* **TASK STATEMENT**: Repeat the listing below word for word, leaving out any pictures.

* **EXTRACTED ENTRIES**:
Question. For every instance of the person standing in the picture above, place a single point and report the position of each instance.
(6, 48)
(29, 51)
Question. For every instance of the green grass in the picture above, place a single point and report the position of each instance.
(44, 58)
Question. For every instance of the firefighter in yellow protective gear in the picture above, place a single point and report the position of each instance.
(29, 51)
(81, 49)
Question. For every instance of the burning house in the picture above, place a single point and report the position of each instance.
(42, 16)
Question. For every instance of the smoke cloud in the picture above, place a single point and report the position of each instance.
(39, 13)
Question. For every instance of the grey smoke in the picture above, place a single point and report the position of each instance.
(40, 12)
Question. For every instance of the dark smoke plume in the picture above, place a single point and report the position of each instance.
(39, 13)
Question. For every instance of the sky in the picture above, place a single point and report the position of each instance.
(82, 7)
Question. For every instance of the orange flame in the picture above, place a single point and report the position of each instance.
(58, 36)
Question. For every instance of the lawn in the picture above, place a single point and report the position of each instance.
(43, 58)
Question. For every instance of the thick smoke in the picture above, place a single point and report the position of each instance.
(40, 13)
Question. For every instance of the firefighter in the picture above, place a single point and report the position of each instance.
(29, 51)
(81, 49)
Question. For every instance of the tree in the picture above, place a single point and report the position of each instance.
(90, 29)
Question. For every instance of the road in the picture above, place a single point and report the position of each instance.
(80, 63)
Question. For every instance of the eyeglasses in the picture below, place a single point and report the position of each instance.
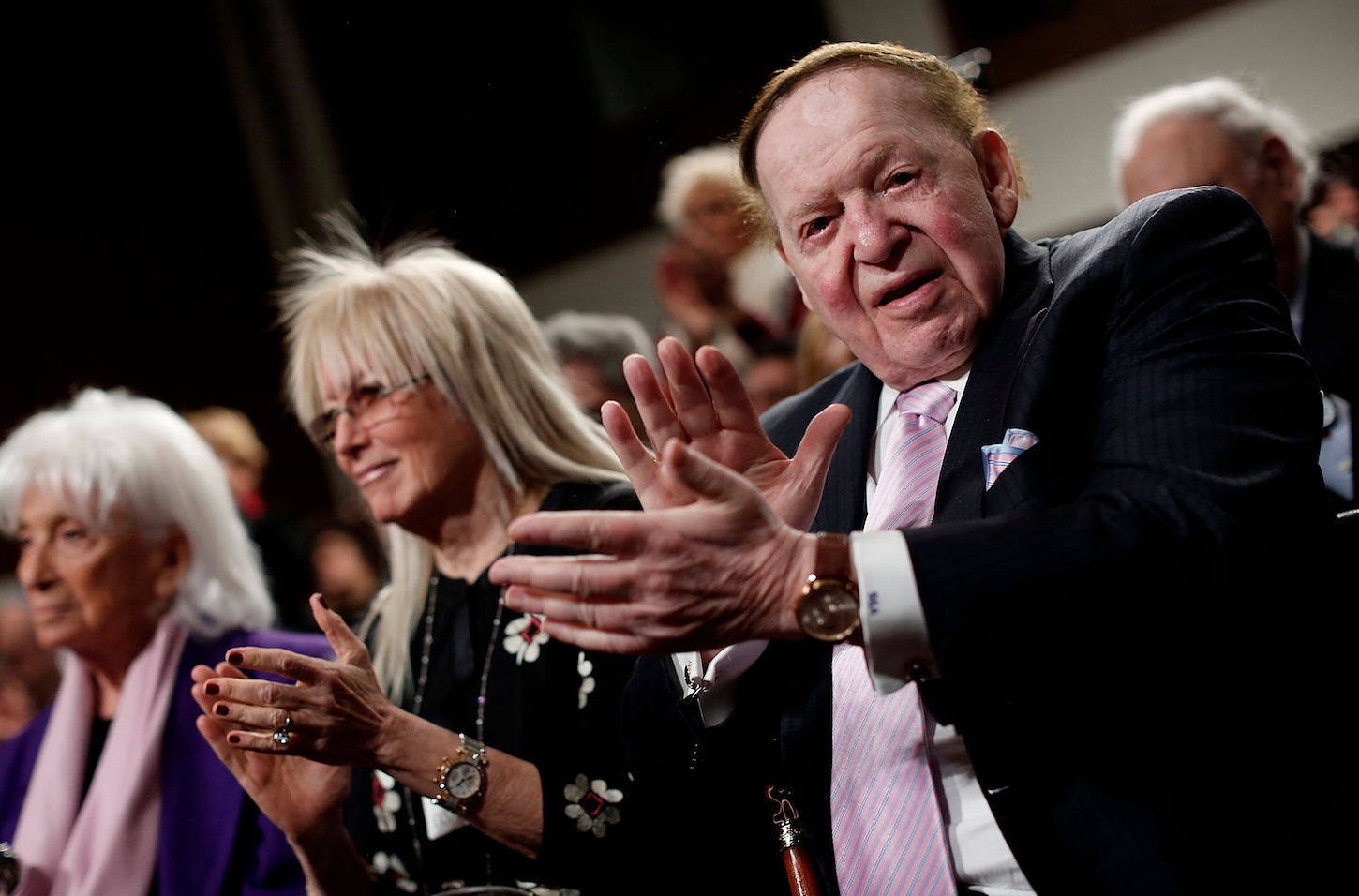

* **ANSWER TO THE EXERCISE**:
Question. For every instance of the person standing in the picture above, place a single point and report the position of each instance.
(6, 48)
(29, 51)
Question. For every instance of the green grass in the picture above, place a single point and report the position of each instance.
(44, 58)
Question. For every instance of the firefighter in yellow protective gear in the picture above, place a single point and report the position of each instance.
(29, 51)
(81, 49)
Question. For every instance of the burning house in the picture above, place a single point and report the position of each instance.
(42, 16)
Question. For every instance of the smoke cloud in the picture above, place a single point and report the position of each instance.
(39, 13)
Question. For every instance of the grey smoke in the picture above, place a single point and report the position of each instance.
(40, 12)
Question. For every instance of the dark smoke plume in the picture above, place a single point and report the position of each instance.
(39, 13)
Question. For every instance of the sky in the picture above, place a single point and report the position of each instance.
(82, 7)
Question. For every instance of the orange flame in the picture above, place a single point and report the position of each instance.
(58, 36)
Question. For every instance of the lawn in the picture above, place a single point and report the position of each instance.
(43, 58)
Question. For every instance of the thick smoke in the picture above, place a single point and report the position of each instance.
(40, 13)
Question. For every instance of the firefighter in the picture above, place a single point and report the position of each instance.
(29, 51)
(81, 49)
Question. For every instance of the tree in the picture above, place a single point and report the position of each instance.
(90, 29)
Question. For every instance of the road in the picture above, place a single point and report the position of each instance.
(80, 63)
Question. For every instance of the eyeglasses in the picture below, place a single point and report the position of each instance.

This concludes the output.